• _TEXTO PROPORCIONADO_:
•••

Nadie puede negar que, a lo largo de los últimos años, el país ha experimentado cambios dramáticos, en todos los órdenes. Pero un ámbito en el que el cambio ha sido sumamente pequeño y limitado es quizá el más importante de todos: el de los ciudadanos. Los mexicanos, tradicionalmente vistos y tratados como súbditos, han alcanzado derechos nada despreciables, como el voto, pero no tienen capacidad de hacer valer otros derechos que le son inherentes en todas las democracias serias. El tema es más profundo y relevante de lo aparente, pues de la existencia de una ciudadanía sólida y comprometida depende la viabilidad política del país en el mediano plazo e, incluso, la capacidad de crecimiento de la economía. Se trata de un punto neurálgico y de un momento crítico en la consolidación política del país.

•••

• _DATOS REGISTRADOS_:

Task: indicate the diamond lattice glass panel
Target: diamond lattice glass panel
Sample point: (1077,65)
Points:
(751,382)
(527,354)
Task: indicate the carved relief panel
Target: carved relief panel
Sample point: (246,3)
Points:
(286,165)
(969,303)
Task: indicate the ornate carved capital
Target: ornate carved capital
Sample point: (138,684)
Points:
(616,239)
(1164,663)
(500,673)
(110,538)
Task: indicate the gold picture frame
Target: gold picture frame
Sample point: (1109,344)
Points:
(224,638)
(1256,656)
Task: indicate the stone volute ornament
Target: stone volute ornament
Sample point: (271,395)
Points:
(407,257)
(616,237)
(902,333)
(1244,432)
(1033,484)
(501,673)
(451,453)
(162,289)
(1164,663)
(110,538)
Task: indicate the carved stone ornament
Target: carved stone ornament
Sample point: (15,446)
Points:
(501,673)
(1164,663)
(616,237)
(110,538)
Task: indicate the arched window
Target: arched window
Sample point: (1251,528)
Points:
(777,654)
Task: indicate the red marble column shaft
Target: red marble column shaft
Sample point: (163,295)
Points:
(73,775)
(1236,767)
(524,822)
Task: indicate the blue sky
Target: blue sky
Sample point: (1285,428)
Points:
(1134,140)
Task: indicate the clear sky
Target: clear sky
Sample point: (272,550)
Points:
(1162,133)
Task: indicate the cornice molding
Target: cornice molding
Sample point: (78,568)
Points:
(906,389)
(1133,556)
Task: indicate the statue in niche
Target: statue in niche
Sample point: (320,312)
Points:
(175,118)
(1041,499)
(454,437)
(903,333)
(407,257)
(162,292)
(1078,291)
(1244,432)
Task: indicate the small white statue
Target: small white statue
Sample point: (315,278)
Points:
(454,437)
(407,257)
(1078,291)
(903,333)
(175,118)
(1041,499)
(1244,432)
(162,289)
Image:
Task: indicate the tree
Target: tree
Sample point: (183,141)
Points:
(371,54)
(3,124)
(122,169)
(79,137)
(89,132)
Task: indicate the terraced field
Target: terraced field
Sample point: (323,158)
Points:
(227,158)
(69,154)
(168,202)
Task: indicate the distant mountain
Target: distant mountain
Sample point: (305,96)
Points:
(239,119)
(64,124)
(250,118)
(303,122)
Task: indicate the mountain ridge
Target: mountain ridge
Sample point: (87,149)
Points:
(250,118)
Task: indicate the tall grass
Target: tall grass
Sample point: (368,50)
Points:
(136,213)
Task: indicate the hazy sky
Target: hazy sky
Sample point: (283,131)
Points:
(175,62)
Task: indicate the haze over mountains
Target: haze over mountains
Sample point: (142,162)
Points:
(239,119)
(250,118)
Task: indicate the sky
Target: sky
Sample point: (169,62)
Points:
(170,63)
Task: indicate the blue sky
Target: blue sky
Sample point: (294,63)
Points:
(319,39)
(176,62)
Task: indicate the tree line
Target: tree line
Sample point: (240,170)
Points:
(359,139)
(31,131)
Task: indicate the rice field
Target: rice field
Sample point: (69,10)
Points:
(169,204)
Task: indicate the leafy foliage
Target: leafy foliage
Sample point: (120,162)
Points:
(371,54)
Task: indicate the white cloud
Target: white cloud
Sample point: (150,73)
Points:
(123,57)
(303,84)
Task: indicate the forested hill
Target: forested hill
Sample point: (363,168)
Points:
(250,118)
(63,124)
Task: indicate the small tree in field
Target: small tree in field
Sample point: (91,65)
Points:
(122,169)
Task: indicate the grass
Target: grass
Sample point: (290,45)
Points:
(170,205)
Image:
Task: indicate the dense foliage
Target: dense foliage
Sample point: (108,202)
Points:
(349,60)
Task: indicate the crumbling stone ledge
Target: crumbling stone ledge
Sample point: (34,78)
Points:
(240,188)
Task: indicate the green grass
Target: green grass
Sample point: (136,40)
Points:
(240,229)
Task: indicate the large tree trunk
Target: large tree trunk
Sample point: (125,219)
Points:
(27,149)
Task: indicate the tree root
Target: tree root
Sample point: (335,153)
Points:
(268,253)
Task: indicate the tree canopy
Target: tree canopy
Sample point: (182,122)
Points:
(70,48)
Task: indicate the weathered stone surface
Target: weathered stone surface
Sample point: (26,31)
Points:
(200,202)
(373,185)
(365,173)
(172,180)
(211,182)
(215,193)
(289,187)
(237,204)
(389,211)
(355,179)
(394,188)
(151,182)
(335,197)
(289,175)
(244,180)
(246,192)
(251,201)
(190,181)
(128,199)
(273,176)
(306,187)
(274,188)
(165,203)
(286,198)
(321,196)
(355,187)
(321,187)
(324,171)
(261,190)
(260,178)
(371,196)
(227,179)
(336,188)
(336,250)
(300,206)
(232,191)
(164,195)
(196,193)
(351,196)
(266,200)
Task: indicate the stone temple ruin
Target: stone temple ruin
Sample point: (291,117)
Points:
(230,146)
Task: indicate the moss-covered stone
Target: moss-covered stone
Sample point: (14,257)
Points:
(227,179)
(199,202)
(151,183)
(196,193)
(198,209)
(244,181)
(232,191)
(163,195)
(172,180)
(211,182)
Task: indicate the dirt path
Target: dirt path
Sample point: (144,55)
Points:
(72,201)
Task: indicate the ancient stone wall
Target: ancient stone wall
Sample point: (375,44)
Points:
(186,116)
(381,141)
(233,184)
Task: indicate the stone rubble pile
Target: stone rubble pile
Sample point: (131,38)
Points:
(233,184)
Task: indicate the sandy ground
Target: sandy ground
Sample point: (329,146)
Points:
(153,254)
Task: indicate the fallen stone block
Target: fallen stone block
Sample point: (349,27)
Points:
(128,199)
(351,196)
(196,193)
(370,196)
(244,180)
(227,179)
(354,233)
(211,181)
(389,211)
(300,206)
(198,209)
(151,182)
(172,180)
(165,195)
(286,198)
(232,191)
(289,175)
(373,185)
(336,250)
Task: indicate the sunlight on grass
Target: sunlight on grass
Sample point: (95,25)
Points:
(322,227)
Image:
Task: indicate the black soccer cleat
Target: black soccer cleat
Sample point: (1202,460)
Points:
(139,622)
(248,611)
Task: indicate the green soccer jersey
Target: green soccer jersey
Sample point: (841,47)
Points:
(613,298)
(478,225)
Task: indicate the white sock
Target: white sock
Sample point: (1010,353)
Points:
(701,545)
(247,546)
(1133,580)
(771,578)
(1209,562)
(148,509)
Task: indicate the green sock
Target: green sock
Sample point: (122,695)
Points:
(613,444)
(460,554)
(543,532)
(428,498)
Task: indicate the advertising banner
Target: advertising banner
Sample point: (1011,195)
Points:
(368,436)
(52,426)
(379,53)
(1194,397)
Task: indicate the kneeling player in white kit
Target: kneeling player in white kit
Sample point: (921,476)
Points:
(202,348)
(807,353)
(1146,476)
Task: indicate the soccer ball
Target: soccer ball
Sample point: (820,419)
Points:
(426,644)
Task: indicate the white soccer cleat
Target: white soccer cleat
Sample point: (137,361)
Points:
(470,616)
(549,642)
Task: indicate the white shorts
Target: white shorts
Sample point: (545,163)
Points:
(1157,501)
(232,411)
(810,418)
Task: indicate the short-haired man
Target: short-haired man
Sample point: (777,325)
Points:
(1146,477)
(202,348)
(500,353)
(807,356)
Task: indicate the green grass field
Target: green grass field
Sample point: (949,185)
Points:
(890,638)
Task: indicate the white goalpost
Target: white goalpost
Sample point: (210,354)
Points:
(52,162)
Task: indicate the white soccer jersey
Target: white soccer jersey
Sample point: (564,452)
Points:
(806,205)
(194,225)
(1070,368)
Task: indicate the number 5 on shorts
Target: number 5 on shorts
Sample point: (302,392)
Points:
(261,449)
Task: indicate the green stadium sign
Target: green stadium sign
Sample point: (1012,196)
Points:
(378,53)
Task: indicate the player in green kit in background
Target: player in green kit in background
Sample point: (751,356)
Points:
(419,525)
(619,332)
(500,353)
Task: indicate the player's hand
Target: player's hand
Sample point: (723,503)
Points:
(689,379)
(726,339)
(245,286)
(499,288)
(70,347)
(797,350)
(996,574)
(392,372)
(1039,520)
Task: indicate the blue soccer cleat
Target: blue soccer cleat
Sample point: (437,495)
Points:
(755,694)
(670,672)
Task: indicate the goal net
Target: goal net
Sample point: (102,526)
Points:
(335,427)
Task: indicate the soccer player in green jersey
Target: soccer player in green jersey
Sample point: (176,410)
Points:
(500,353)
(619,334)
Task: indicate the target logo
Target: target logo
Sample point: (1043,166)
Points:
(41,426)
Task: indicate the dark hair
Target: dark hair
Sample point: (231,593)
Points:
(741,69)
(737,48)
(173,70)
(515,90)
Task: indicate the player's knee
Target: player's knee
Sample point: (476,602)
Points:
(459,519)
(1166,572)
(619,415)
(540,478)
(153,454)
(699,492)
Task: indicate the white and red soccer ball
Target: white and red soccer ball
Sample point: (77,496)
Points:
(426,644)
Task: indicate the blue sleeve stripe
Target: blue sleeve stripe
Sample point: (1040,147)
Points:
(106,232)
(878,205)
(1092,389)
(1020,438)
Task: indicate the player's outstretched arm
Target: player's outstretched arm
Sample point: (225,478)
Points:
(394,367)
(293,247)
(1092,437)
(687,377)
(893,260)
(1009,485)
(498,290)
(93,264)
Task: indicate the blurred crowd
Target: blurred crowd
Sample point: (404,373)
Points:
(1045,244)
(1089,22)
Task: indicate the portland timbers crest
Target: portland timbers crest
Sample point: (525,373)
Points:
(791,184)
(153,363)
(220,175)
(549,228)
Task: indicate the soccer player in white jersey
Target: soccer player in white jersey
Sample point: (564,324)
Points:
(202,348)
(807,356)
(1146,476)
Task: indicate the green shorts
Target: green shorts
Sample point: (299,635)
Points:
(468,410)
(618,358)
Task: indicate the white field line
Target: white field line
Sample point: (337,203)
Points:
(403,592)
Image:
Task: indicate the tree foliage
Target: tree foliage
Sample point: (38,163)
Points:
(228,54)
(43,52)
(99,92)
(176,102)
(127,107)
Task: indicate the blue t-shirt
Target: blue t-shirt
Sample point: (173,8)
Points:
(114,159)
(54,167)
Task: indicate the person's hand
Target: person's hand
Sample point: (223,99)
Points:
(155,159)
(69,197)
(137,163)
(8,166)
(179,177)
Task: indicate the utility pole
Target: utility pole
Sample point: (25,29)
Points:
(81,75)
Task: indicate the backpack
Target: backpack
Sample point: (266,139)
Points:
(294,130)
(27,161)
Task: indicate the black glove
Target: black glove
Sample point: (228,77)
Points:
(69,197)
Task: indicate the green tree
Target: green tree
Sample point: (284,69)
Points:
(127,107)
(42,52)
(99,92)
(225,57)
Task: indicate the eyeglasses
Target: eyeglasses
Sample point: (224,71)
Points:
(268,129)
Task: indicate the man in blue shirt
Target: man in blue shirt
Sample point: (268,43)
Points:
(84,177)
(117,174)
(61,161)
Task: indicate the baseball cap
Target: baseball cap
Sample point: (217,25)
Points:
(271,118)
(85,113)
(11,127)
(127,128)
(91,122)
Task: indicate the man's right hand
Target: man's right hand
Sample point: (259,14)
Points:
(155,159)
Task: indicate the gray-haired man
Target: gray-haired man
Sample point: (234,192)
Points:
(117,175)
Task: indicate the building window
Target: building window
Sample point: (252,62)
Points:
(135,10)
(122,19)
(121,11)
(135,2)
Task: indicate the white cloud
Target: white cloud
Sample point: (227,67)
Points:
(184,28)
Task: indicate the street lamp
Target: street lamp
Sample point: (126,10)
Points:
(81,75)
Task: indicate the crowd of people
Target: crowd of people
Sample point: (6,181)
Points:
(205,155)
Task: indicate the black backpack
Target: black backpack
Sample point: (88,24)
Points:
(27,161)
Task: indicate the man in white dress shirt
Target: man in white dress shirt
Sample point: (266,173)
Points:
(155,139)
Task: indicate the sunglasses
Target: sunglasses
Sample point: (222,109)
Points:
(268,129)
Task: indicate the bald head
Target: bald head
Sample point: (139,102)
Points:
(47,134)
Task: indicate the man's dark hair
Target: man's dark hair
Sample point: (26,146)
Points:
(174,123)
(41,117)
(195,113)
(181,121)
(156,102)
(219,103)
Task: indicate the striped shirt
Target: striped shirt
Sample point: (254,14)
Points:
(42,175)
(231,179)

•••

• _TAREA ASIGNADA_: Reescriba como lista el párrafo del texto proporcionado que comienza con «Nadie puede negar que» y conserve sus datos principales. Base su trabajo exclusivamente en el texto proporcionado.

• _RESPUESTA DEL EJERCICIO_:
- En los últimos años, el país ha experimentado cambios dramáticos en todos los órdenes.
- El ámbito de los ciudadanos, quizá el más importante, es donde el cambio ha sido sumamente pequeño y limitado.
- Los mexicanos, tradicionalmente vistos y tratados como súbditos, han alcanzado derechos como el voto. Sin embargo, no pueden hacer valer otros derechos inherentes a todas las democracias serias.
- De una ciudadanía sólida y comprometida dependen la viabilidad política del país a mediano plazo e incluso la capacidad de crecimiento de la economía.
- Se trata de un punto neurálgico y de un momento crítico en la consolidación política del país.